[EXERCISE INPUT]
┌────────
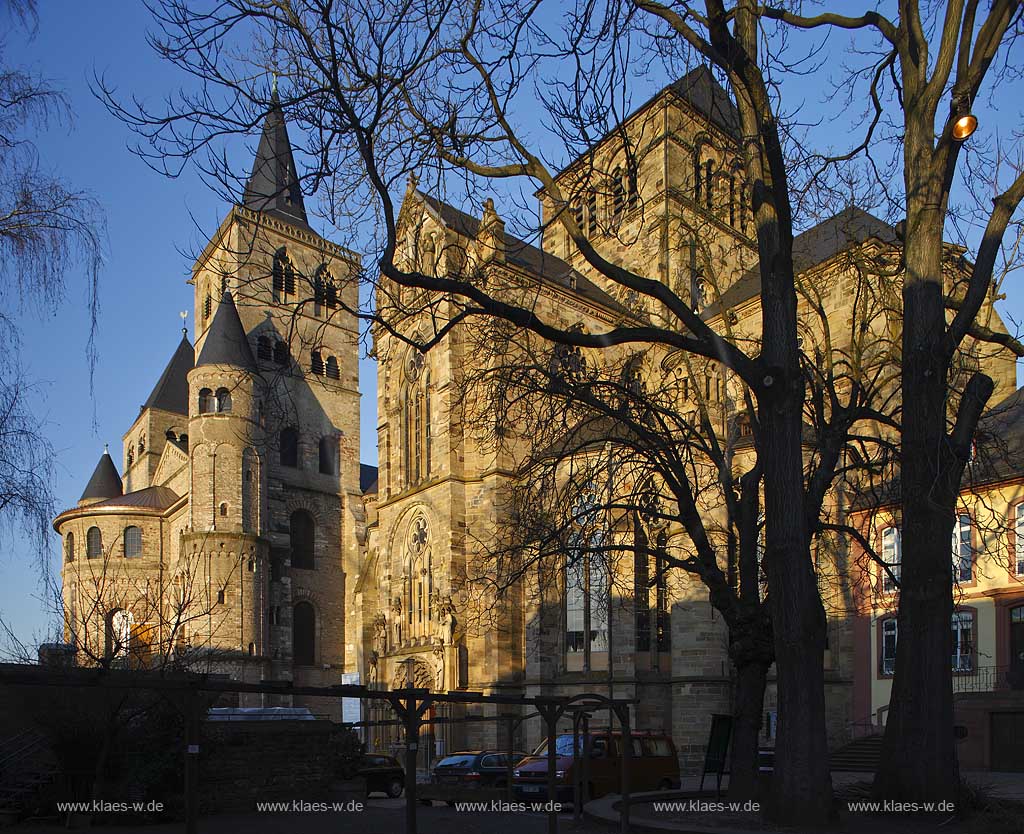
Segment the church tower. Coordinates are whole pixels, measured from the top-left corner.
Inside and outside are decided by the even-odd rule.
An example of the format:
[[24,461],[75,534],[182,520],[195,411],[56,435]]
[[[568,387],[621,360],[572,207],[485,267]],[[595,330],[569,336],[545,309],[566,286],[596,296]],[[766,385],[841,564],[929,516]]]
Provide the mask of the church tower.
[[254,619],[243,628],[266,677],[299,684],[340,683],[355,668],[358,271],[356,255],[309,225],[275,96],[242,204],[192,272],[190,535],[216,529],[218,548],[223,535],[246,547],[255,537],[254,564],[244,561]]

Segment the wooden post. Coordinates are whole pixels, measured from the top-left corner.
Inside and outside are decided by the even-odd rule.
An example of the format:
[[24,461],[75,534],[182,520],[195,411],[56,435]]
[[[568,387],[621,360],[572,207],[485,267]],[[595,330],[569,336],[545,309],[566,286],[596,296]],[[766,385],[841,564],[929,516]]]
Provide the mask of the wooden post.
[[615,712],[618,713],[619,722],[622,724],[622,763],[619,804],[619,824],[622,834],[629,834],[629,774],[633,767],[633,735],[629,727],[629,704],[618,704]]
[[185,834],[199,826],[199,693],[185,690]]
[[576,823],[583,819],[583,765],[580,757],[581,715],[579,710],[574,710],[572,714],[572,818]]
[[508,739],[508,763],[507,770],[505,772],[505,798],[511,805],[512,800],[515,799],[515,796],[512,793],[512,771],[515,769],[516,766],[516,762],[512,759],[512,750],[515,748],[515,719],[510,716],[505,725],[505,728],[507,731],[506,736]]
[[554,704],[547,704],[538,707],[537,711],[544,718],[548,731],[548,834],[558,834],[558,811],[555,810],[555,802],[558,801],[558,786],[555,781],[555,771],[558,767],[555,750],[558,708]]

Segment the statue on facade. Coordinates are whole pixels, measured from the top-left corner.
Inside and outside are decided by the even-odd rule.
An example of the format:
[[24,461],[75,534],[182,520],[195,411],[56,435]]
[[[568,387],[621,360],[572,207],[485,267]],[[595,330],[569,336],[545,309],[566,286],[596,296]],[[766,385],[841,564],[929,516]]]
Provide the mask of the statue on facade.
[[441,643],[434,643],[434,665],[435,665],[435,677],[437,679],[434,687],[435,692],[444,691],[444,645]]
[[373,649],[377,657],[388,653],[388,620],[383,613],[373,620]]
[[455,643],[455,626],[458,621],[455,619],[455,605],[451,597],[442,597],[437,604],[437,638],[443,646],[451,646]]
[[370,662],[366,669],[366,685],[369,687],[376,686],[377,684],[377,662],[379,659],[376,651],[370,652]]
└────────
[ACTIVITY] The required answer is each line of the entries containing the string "measured".

[WRITTEN ANSWER]
Segment the church tower. Coordinates are whole pixels, measured from the top-left corner.
Segment the wooden post. Coordinates are whole pixels, measured from the top-left corner.
Segment the statue on facade. Coordinates are whole pixels, measured from the top-left corner.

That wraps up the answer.